Express the entries below as a JSON list of strings, one string for each line, with blank lines left out.

Records to use =
______

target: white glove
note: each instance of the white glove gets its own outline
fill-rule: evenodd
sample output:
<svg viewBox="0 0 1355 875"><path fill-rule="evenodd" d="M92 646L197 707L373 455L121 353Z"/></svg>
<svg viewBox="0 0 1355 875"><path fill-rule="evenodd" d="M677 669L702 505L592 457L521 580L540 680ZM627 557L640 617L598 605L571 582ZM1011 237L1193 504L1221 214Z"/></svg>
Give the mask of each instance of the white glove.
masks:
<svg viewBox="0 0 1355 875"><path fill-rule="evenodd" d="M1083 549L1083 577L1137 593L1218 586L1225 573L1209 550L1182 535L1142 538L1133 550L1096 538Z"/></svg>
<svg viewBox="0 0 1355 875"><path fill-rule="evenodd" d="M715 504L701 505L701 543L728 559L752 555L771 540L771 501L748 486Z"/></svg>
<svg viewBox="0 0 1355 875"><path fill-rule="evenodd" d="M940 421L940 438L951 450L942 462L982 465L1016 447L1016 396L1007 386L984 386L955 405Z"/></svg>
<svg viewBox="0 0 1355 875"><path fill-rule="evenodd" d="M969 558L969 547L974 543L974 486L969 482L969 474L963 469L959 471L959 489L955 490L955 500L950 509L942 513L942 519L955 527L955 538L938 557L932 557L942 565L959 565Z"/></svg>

______

Full answer =
[
  "target: white glove",
  "note: each instance of the white glove gets its own outline",
  "fill-rule: evenodd",
  "sample output:",
  "<svg viewBox=\"0 0 1355 875\"><path fill-rule=\"evenodd\" d=\"M92 646L197 707L373 455L121 353Z\"/></svg>",
  "<svg viewBox=\"0 0 1355 875\"><path fill-rule=\"evenodd\" d=\"M677 669L702 505L592 457L521 580L540 680ZM627 557L640 617L598 605L571 582ZM1011 237L1193 504L1221 214Z\"/></svg>",
  "Give the mask of each instance of the white glove.",
  "masks:",
  "<svg viewBox=\"0 0 1355 875\"><path fill-rule=\"evenodd\" d=\"M1083 549L1083 577L1137 593L1218 586L1225 573L1209 550L1182 535L1142 538L1133 550L1096 538Z\"/></svg>",
  "<svg viewBox=\"0 0 1355 875\"><path fill-rule=\"evenodd\" d=\"M715 504L701 505L701 543L728 559L752 555L771 540L771 501L748 486Z\"/></svg>",
  "<svg viewBox=\"0 0 1355 875\"><path fill-rule=\"evenodd\" d=\"M940 421L940 438L951 450L942 462L982 465L1016 447L1016 396L1007 386L984 386L955 405Z\"/></svg>",
  "<svg viewBox=\"0 0 1355 875\"><path fill-rule=\"evenodd\" d=\"M969 558L969 547L974 543L974 486L969 482L969 474L963 469L959 471L959 489L955 490L955 500L950 509L942 513L942 519L955 527L955 538L938 557L932 557L942 565L959 565Z\"/></svg>"
]